*Records*
========================================================================

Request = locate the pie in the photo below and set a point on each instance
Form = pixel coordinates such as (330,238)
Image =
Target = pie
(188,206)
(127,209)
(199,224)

========================================================================

*Work item*
Copy, exactly as written, the lines above, beginning with the one that contains "Form = pixel coordinates such as (330,238)" and ending with the last.

*Output for this exercise*
Form = pixel coordinates such as (330,238)
Image =
Target = pie
(188,206)
(127,209)
(199,224)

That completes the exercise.